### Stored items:
--------------------------------

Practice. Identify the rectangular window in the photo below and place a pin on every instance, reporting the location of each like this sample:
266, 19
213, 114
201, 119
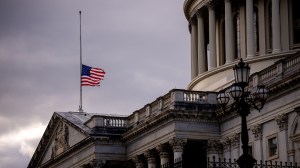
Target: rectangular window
272, 147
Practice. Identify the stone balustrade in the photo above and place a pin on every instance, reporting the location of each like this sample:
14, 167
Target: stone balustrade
281, 69
176, 99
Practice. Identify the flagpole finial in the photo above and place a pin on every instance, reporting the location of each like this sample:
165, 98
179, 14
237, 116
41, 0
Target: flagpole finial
80, 109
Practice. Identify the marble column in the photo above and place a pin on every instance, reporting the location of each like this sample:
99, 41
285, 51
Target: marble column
201, 43
276, 27
194, 52
214, 149
211, 57
229, 41
250, 29
261, 27
282, 122
163, 153
150, 155
178, 145
258, 145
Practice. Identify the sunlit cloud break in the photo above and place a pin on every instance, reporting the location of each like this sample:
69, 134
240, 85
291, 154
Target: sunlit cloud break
22, 138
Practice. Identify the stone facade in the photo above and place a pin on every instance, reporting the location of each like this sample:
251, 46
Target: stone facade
189, 125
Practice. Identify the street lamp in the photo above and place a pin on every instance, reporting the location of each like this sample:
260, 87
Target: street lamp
243, 100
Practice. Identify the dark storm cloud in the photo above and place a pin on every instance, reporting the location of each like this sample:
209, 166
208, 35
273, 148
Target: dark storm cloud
142, 45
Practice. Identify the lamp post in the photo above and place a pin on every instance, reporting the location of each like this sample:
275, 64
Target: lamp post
243, 101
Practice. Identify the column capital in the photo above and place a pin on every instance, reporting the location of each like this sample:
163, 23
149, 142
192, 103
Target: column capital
214, 146
97, 163
297, 109
257, 131
163, 151
150, 156
211, 5
177, 144
226, 143
138, 160
235, 140
282, 121
200, 13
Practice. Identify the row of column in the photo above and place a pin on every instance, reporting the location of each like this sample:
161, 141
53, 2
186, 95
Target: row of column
201, 57
163, 152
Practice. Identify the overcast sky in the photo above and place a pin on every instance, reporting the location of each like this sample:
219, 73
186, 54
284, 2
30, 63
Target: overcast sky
143, 45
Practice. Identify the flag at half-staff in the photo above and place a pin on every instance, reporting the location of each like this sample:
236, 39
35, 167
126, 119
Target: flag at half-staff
91, 76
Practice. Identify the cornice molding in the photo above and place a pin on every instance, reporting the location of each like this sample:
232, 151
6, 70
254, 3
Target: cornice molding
166, 117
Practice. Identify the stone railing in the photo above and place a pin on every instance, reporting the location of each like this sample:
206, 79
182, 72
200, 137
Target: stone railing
175, 99
107, 121
281, 69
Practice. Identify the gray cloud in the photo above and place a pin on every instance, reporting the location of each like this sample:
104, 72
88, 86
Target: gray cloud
142, 45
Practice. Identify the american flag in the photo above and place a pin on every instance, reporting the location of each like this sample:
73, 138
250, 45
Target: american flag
91, 76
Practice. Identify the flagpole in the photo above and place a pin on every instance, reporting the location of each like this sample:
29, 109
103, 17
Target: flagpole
80, 101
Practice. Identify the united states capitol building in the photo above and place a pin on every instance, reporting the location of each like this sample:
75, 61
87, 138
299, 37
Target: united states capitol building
187, 126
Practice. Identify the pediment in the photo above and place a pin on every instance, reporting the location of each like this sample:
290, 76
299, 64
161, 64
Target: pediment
60, 135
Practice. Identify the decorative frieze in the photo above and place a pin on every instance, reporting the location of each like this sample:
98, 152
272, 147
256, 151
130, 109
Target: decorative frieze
282, 121
257, 131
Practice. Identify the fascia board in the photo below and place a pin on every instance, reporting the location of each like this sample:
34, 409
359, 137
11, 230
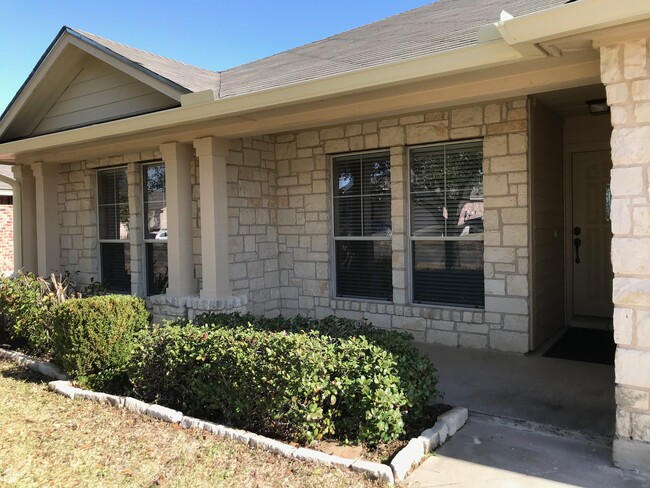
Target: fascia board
571, 19
457, 61
66, 38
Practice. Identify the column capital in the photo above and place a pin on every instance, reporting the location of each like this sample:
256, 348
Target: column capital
212, 146
41, 168
176, 151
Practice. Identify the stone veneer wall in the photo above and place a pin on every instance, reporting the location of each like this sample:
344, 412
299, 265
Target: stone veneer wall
279, 195
305, 223
252, 221
6, 239
625, 70
77, 204
252, 224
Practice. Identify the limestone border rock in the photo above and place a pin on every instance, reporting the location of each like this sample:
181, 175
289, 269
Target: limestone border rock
64, 387
447, 425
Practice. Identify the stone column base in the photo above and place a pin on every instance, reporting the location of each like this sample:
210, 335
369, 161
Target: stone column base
632, 455
166, 308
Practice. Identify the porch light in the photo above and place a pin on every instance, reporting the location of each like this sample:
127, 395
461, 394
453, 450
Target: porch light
598, 107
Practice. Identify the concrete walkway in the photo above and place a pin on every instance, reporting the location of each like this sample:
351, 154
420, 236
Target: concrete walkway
488, 453
567, 395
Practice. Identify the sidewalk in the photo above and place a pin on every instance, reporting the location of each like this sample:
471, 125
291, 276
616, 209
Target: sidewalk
489, 453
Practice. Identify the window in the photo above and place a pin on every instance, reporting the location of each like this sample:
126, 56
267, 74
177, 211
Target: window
362, 226
155, 227
446, 209
113, 211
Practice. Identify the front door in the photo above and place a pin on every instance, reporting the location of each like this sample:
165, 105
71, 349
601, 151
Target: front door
591, 235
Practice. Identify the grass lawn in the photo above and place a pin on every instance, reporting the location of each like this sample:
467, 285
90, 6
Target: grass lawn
49, 440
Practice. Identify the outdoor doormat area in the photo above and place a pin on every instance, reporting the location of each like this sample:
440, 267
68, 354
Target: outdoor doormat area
409, 456
587, 345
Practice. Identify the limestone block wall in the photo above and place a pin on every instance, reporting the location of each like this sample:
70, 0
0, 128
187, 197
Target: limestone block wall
6, 239
252, 228
77, 205
305, 219
625, 70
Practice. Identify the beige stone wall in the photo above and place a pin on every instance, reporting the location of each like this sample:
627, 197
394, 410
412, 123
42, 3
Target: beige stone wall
305, 222
625, 70
279, 222
77, 204
252, 229
6, 239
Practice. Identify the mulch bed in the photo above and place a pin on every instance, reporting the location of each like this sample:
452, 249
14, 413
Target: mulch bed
384, 453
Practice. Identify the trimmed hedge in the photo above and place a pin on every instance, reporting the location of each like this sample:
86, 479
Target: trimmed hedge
93, 338
25, 309
298, 379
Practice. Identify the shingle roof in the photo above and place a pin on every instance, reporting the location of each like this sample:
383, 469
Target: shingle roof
190, 77
435, 28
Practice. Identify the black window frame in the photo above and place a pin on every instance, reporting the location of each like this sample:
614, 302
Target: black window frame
473, 242
152, 287
357, 240
107, 270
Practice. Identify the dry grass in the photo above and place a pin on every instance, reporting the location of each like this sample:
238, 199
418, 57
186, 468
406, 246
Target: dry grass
49, 440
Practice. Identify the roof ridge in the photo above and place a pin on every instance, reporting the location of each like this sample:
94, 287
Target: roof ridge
339, 34
90, 36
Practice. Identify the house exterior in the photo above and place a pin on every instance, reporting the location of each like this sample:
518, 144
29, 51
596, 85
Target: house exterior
6, 221
438, 172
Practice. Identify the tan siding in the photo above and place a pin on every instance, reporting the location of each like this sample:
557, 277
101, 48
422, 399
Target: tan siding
547, 223
98, 93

--------------------------------

### Directions for this task:
Rewrite all the entries above, replacing "place a pin" with "put a marker" wherever it occurs and keeping everything else the same. Leave the pictures out of your answer.

### Answer to the problem:
Practice. Identify the rectangular window in the photo below and put a marker on every instance, reporting the location of each like this sample:
266, 19
213, 114
201, 119
Target: rectangular window
272, 147
Practice. Identify the stone balustrade in the photo above and put a marker on every instance, reporting the location of each like this sample:
14, 167
Target: stone balustrade
281, 69
176, 99
Practice. Identify the flagpole finial in the photo above and put a marker on every instance, reporting the location of each like this sample:
165, 98
179, 14
237, 116
41, 0
Target: flagpole finial
80, 109
Practice. Identify the marble column in the photo above and put a marker on every instance, reporting the location of each like this sample:
99, 41
285, 51
Target: marble column
201, 43
276, 27
194, 52
214, 149
211, 57
229, 41
250, 29
261, 27
282, 122
163, 153
150, 155
178, 145
258, 145
Practice. Identify the sunlit cloud break in the photo above and put a marker on every instance, reporting the location of each like this sample:
69, 134
240, 85
291, 154
Target: sunlit cloud break
22, 138
Practice. Identify the stone facade in the photo above and put a marker on every instance, reporting the location of each like this sample:
251, 46
Target: stone facade
189, 125
Practice. Identify the street lamp in the photo above and put a marker on every instance, reporting the location of each like this sample:
260, 87
Target: street lamp
243, 100
Practice. Identify the dark storm cloud in the photo above and put a marker on every instance, reporting the location of each like this sample:
209, 166
208, 35
273, 148
Target: dark storm cloud
142, 45
Practice. Identify the lamp post in the photo above and put a marker on every instance, reporting the location of each like this sample:
275, 64
Target: lamp post
243, 101
Practice. Identify the column capital in the photo above and put a marker on every instance, reporting the location of each like this sample:
163, 23
149, 142
192, 103
Target: column capital
214, 146
97, 163
297, 109
257, 131
163, 151
150, 156
211, 5
177, 144
226, 143
138, 160
235, 140
282, 121
200, 13
Practice. Identify the row of column in the photo above and put a marker on every instance, reporting the location of each like this sample:
161, 141
53, 2
186, 95
Target: row of column
201, 57
163, 152
Practice. Identify the overcast sky in the photo above and put a marker on every instance, reporting the location of each like this sample:
219, 73
186, 54
284, 2
30, 63
Target: overcast sky
143, 45
Practice. Identify the flag at half-staff in the photo above and put a marker on every instance, reporting the location of each like this sample:
236, 39
35, 167
126, 119
Target: flag at half-staff
91, 76
Practice. Identify the cornice molding in the photo above and put a marker on every instance, reporting the location of each like this sample:
232, 151
6, 70
254, 3
Target: cornice molding
166, 117
Practice. Identify the stone railing in the photo above and put a marker on every instance, reporting the location of each like this sample:
206, 79
182, 72
200, 137
Target: stone railing
175, 99
107, 121
281, 69
Practice. Identify the gray cloud in the photo above and put a marker on every instance, reporting the location of each like this sample:
104, 72
88, 86
Target: gray cloud
142, 45
Practice. Identify the american flag in the photo above and put a marker on every instance, reporting the location of each like this sample:
73, 138
250, 45
Target: american flag
91, 76
Practice. Identify the flagpole in the photo above and put a marker on every instance, reporting the location of each like this sample:
29, 109
103, 17
Target: flagpole
80, 101
Practice. Identify the united states capitol building in the photo above and put a marker on every instance, reporting the location of each like this sample:
75, 61
87, 138
299, 37
Target: united states capitol building
187, 126
Practice. Identify the pediment in the photo above and put a marker on every instance, reporting the location of each like this sample:
290, 76
299, 64
161, 64
Target: pediment
60, 135
Practice. Identify the decorative frieze in the photo above and put a marker on every instance, reporting the location of each like this sample:
98, 152
272, 147
256, 151
130, 109
Target: decorative frieze
282, 121
257, 131
Practice. Identify the fascia board in the photo below and put a marker on every instance, reporting the location of each like this sample:
34, 409
359, 137
11, 230
Target: fascia board
571, 19
457, 61
66, 38
Practice. Identify the column capital in the photo above and put a marker on every instance, reporting the location of each like this sample:
256, 348
Target: column capital
212, 146
41, 168
176, 151
Practice. Identify the stone veneer wall in the photo above and put a marker on every instance, reporting the location of each like this sample:
344, 412
299, 265
Target: stone veneer wall
279, 195
305, 223
252, 221
6, 239
625, 70
77, 204
252, 224
Practice. Identify the limestone border rock in the photo above and put a marker on every instance, reporting the location of each like this sample:
181, 175
289, 269
Target: limestone border rock
64, 387
447, 425
Practice. Identify the stone column base in the photo above and put a marker on every instance, reporting the location of each like this sample:
210, 335
369, 161
Target: stone column base
632, 455
166, 308
Practice. Identify the porch light in the photo above and put a marker on every instance, reporting the location of each like this sample:
127, 395
461, 394
453, 450
Target: porch light
598, 107
Practice. Identify the concrete walkway in the photo above and put a marker on every instance, reporting the location of each like this sample:
351, 154
420, 236
Target: concrete walkway
488, 453
567, 395
Practice. Identify the sidewalk in the photo above and put a marker on every instance, reporting the location of each like this sample:
471, 125
291, 276
616, 209
Target: sidewalk
489, 453
Practice. Identify the window in the photo above and put a marker on every instance, reporting the location of each like this sample:
126, 56
267, 74
177, 211
Target: window
362, 226
155, 227
446, 209
113, 211
Practice. Identify the front door in the photo above and put a marker on every instance, reporting the location of each like this sample:
165, 105
71, 349
601, 151
Target: front door
591, 235
Practice. Identify the grass lawn in the photo above and put a marker on every instance, reporting the location of each like this sample:
467, 285
90, 6
Target: grass lawn
49, 440
Practice. Identify the outdoor doormat area in the photo above and put a marker on every instance, reporting the location of each like this sample:
440, 267
68, 354
Target: outdoor doormat area
409, 456
587, 345
Practice. Identify the limestone block wall in the photo above and put a marker on every instance, reporting the location of each like this sample:
70, 0
0, 128
187, 197
Target: limestone block wall
6, 239
252, 228
77, 205
305, 219
625, 70
Practice. Identify the beige stone wall in the photo above and put a marker on every instance, reporting the location of each like this sample:
627, 197
394, 410
412, 123
42, 3
Target: beige stone wall
305, 222
625, 70
279, 222
77, 204
252, 229
6, 239
Practice. Identify the mulch bed in the photo above and put a marker on every instance, reporting the location of each like this sample:
452, 249
14, 413
Target: mulch bed
384, 453
Practice. Identify the trimmed hedge in the photo above and put a marker on every instance, reporting the location of each like this sample:
86, 479
Target: trimmed hedge
93, 338
25, 309
298, 379
Practice. Identify the shingle roof in the photo above and put a marker on every instance, reporting the location of each like this sample:
383, 469
Target: shingle roof
190, 77
435, 28
Practice. Identify the black window frame in the photo above and put a marker on every instance, reporting the location of each like this sample:
614, 302
Target: black window frame
473, 242
152, 287
357, 240
107, 270
Practice. Identify the dry grass in the photo above and put a marker on every instance, reporting the location of each like this sample:
238, 199
418, 57
186, 468
406, 246
Target: dry grass
49, 440
Practice. Identify the roof ridge in the photo above and put a marker on every instance, reporting the location of each like this sample:
94, 287
Target: roof ridge
339, 34
90, 36
Practice. Identify the house exterior in the photo above and put a marker on every instance, reporting the location of each like this sample:
518, 144
29, 51
596, 85
Target: house exterior
6, 221
438, 172
Practice. Identify the tan siding in the photo above and put a marker on every instance, reporting the location of each like this sample:
557, 277
101, 48
422, 399
Target: tan siding
547, 223
98, 93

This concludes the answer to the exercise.